-- Document section --

________________________

There is a township in Northumberland, England, near Alnwick,
and Warworth Castle, now called Hazon (or Hazen). In early records
it was written Heisende, and philiolgists beleive it was derived
from Hegges ende (softened into Heies ende), meaning end of the
hedge. To this day there are miles of hedge by the roadside in
the township.
From this town, the surname was derived. Hugh of Heisende [in
the Latin form, Hugo de Heisende] made an agreement 8 Sept. 1202
regarding 100 acres of wood in Heisende [Feet of Fines, John Northumberland,
case 180, file 2, no. 8]; a Hugo de Heisende is also found in
1256, in an Assize Roll of Northumberland, and in another Roll
in 1277 he appears as "Hugo Heisand [Surtees Society Pub.
88: 64,387].

________________________

-- Recorded information --
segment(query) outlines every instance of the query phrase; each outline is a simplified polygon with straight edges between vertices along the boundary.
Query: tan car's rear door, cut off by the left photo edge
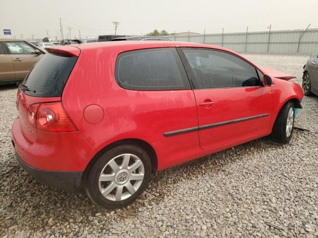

________________________

-- Task --
Can you carry on the passage about the origin of the Hazen surname, starting after its last sentence?

-- Final answer --
Men removing from the town and settling elsewhere, during the
period when surnames were coming into use, would be called "de
Heisende" - from Heisende- to identify them by their place
of origin, and their offspring would become plain Heisende. The
name seems to have worked down through Yorkshire, south into Linconshire,
all on the eastern coast of England. Many records have been found,
in both printed and documentary sources, of the occurrence of
the name. It has been decided not to include full mention of these
records, partly because of space limitations, and even more because
no descent or generation sequence can be established, so that
the sporadic occurrance of the surname, variously spelled, is
of importance solely as indicating the continutity of appearance
of the surname in the northeast counties. It cannot be proved
that all who bore the surname in this region were of the same
blood, since more than one family deriving from the town of Heisende
may have adopted the name.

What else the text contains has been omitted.